> TEKS PILIHAN:
════════════════════
Fimela.com, Jakarta Membahas kisah dan cerita tentang ayah memang tak ada habisnya. Begitu banyak momen tak terlupakan yang kita miliki bersama ayah tercinta. Mulai dari momen paling bahagia hingga momen paling sedih. Setiap hal yang berkaitan dengan ayah selalu berkesan seperti tulisan kiriman Sahabat Fimela yang disertakan dalam Lomba Share Your Stories November 2021 Surat untuk Ayah berikut ini.
***
Oleh: MomElle
Senyum khasnya menyambut hangat saat aku membuka pintu rumah dan berbicara dengan bibir bergetar, “Ayah maaf karena aku gagal." Beliau memelukku erat. Sosok laki-laki dengan tubuh yang semakin menua dan tidak lagi sekuat dulu.
Sepenggal kalimat hangat terucap darinya, “Sudah jangan menangis Nak, nanti coba lagi di waktu dan kesempatan yang akan datang. Ayah yakin kamu pasti bisa mencapai mimpi-mimpimu, hanya mungkin sekarang belum waktu yang tepat." Aku tertegun kala itu.
════════════════════
> BAGIAN DATA:
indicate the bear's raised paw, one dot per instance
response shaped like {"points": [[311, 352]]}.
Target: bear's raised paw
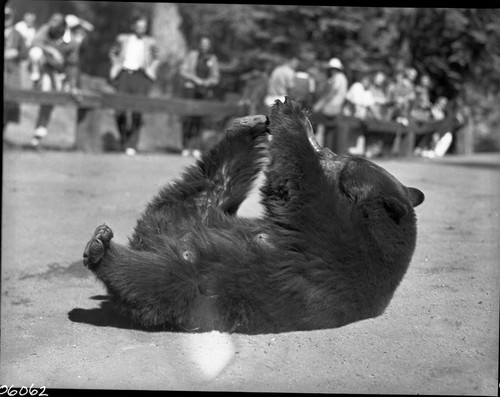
{"points": [[97, 246]]}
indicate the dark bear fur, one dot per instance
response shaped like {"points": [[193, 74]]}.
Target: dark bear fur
{"points": [[336, 239]]}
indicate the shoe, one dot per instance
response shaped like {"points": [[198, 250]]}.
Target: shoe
{"points": [[197, 154], [35, 76], [35, 142], [41, 132]]}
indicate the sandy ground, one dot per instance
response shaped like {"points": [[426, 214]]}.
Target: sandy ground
{"points": [[439, 335]]}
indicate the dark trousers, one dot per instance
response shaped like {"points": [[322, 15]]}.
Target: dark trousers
{"points": [[130, 123]]}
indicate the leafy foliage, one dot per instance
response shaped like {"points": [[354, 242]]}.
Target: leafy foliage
{"points": [[458, 48]]}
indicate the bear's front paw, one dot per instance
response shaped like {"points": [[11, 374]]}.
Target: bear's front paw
{"points": [[97, 246]]}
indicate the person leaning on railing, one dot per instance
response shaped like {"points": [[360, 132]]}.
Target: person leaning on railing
{"points": [[14, 51], [135, 62]]}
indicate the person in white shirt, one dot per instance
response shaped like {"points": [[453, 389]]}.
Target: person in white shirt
{"points": [[27, 28], [360, 104], [282, 80], [135, 62]]}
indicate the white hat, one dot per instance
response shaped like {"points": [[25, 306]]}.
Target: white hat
{"points": [[72, 20], [335, 63]]}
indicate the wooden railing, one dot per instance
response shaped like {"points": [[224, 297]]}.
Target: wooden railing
{"points": [[91, 105]]}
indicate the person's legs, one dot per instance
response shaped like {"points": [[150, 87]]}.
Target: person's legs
{"points": [[137, 83], [36, 59], [45, 83]]}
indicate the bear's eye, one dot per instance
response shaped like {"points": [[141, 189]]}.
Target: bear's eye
{"points": [[188, 256]]}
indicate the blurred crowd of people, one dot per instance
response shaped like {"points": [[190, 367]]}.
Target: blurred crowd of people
{"points": [[402, 97], [52, 52]]}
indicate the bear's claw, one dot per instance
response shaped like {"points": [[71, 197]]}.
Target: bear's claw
{"points": [[97, 246]]}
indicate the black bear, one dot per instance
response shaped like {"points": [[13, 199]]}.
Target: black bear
{"points": [[336, 238]]}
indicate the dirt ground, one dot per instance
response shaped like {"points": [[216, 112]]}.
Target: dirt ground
{"points": [[439, 335]]}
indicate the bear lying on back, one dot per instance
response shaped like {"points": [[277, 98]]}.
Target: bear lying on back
{"points": [[336, 238]]}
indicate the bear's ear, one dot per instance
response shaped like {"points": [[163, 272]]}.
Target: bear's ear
{"points": [[395, 208], [416, 196]]}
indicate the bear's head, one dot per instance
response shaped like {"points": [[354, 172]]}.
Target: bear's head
{"points": [[362, 181]]}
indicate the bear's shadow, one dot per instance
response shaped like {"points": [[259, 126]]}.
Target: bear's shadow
{"points": [[107, 315]]}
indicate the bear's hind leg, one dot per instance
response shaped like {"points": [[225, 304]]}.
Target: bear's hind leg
{"points": [[97, 246]]}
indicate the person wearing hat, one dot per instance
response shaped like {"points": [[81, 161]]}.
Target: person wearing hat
{"points": [[329, 106]]}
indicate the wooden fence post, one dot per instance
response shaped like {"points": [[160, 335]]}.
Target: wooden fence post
{"points": [[88, 133]]}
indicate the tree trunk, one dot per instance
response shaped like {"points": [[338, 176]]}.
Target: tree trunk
{"points": [[163, 131], [165, 26]]}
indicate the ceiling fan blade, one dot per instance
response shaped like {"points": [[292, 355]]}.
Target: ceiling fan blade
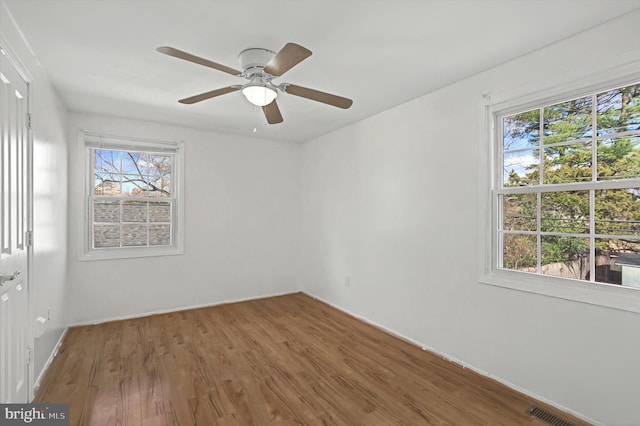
{"points": [[208, 95], [196, 59], [288, 57], [318, 96], [272, 112]]}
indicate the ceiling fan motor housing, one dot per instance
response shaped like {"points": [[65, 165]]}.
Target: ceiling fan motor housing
{"points": [[254, 60]]}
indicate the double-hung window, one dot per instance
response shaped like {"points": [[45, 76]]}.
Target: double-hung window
{"points": [[133, 205], [566, 190]]}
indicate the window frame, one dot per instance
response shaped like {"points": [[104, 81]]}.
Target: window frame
{"points": [[87, 142], [525, 98]]}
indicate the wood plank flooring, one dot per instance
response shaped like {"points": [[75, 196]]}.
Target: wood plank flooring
{"points": [[288, 360]]}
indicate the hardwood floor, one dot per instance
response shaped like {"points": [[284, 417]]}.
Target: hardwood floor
{"points": [[278, 361]]}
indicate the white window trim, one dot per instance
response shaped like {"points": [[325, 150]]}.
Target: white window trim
{"points": [[85, 250], [533, 95]]}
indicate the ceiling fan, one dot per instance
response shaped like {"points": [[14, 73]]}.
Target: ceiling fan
{"points": [[260, 67]]}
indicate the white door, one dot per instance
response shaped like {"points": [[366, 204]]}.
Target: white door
{"points": [[15, 340]]}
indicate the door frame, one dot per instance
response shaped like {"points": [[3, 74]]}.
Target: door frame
{"points": [[24, 73]]}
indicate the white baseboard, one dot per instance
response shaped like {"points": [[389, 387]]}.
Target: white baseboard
{"points": [[54, 352], [457, 361], [179, 308]]}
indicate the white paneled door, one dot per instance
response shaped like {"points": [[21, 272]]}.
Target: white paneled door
{"points": [[15, 341]]}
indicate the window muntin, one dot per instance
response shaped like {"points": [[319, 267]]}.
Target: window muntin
{"points": [[567, 197]]}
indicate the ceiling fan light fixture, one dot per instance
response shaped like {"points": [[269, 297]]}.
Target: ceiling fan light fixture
{"points": [[258, 93]]}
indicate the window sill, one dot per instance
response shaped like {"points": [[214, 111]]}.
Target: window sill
{"points": [[130, 252], [606, 295]]}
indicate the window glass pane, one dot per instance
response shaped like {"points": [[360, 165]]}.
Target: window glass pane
{"points": [[106, 236], [159, 235], [566, 257], [567, 163], [159, 212], [134, 211], [519, 252], [565, 212], [134, 186], [521, 168], [618, 110], [105, 185], [519, 212], [619, 158], [108, 161], [521, 130], [567, 121], [134, 235], [106, 211], [160, 187], [613, 257], [617, 211]]}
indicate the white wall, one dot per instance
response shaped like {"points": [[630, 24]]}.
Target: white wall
{"points": [[242, 214], [48, 279], [374, 210]]}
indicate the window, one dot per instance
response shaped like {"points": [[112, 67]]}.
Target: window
{"points": [[133, 205], [567, 192]]}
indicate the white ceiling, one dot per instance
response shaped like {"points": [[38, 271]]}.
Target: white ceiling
{"points": [[101, 54]]}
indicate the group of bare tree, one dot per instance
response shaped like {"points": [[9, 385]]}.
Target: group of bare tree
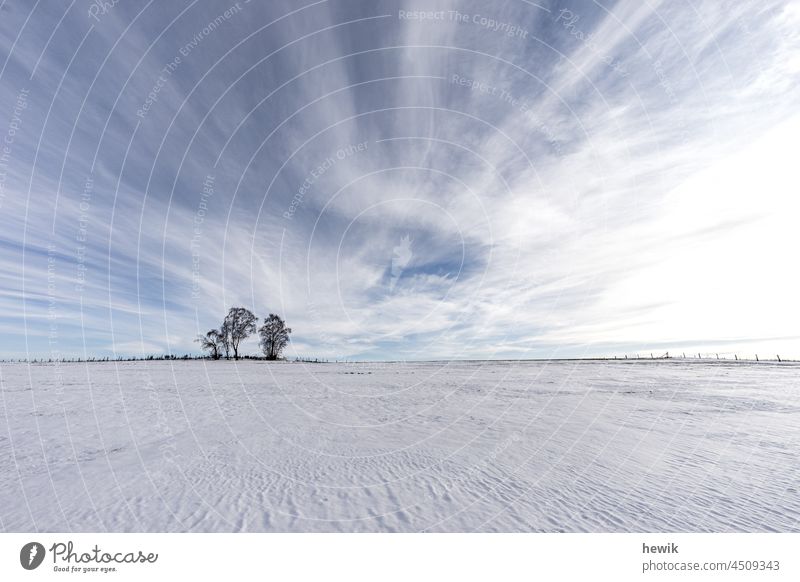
{"points": [[239, 324]]}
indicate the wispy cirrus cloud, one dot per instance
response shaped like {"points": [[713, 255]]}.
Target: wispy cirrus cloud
{"points": [[614, 179]]}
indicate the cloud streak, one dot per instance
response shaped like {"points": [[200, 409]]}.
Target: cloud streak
{"points": [[615, 179]]}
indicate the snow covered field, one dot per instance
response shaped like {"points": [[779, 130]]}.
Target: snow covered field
{"points": [[461, 446]]}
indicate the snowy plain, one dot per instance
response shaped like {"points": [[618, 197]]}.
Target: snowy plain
{"points": [[598, 446]]}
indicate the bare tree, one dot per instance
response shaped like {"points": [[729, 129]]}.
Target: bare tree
{"points": [[225, 338], [274, 336], [212, 342], [239, 324]]}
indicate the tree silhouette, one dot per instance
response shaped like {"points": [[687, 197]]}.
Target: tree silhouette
{"points": [[212, 342], [238, 325], [225, 338], [274, 336]]}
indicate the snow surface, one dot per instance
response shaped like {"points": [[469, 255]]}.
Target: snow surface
{"points": [[448, 446]]}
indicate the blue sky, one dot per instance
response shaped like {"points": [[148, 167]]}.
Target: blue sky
{"points": [[504, 179]]}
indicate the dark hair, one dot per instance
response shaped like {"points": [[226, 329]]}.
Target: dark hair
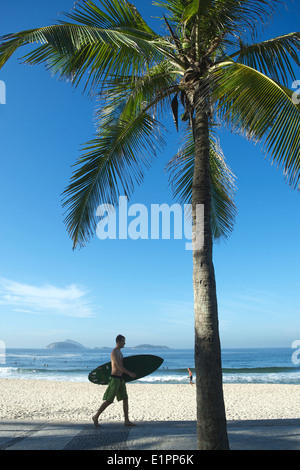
{"points": [[119, 338]]}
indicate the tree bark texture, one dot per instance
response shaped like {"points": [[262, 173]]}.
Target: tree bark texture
{"points": [[211, 418]]}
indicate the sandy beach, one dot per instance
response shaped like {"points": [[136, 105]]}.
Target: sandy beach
{"points": [[53, 400]]}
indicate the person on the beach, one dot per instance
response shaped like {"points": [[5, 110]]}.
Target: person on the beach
{"points": [[190, 376], [116, 385]]}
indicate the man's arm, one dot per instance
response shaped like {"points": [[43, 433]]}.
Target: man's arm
{"points": [[119, 364]]}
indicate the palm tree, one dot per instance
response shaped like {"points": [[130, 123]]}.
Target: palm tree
{"points": [[209, 69]]}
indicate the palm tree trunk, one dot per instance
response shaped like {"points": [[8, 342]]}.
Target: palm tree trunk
{"points": [[211, 419]]}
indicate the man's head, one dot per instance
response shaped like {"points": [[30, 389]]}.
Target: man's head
{"points": [[120, 340]]}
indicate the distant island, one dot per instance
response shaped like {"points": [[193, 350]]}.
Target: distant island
{"points": [[69, 344]]}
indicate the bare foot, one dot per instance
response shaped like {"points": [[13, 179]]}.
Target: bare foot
{"points": [[97, 425]]}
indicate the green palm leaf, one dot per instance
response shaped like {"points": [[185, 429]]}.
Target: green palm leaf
{"points": [[112, 164], [181, 170], [272, 57], [259, 108]]}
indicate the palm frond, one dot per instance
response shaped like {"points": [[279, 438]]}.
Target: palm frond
{"points": [[181, 170], [255, 105], [98, 47], [112, 164], [272, 57]]}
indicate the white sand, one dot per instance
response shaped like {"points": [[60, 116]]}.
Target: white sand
{"points": [[49, 400]]}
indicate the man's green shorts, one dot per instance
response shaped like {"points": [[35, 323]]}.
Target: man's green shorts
{"points": [[116, 388]]}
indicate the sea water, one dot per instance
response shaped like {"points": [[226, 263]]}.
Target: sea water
{"points": [[266, 365]]}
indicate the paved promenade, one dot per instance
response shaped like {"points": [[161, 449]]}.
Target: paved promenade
════════════════════
> PERINTAH TUGAS: Tuliskan kembali seluruh teks tentang kenangan bersama ayah di atas, kata demi kata, tanpa mengubah apa pun.

> HASIL TUGAS:
Fimela.com, Jakarta Membahas kisah dan cerita tentang ayah memang tak ada habisnya. Begitu banyak momen tak terlupakan yang kita miliki bersama ayah tercinta. Mulai dari momen paling bahagia hingga momen paling sedih. Setiap hal yang berkaitan dengan ayah selalu berkesan seperti tulisan kiriman Sahabat Fimela yang disertakan dalam Lomba Share Your Stories November 2021 Surat untuk Ayah berikut ini.
***
Oleh: MomElle
Senyum khasnya menyambut hangat saat aku membuka pintu rumah dan berbicara dengan bibir bergetar, “Ayah maaf karena aku gagal." Beliau memelukku erat. Sosok laki-laki dengan tubuh yang semakin menua dan tidak lagi sekuat dulu.
Sepenggal kalimat hangat terucap darinya, “Sudah jangan menangis Nak, nanti coba lagi di waktu dan kesempatan yang akan datang. Ayah yakin kamu pasti bisa mencapai mimpi-mimpimu, hanya mungkin sekarang belum waktu yang tepat." Aku tertegun kala itu.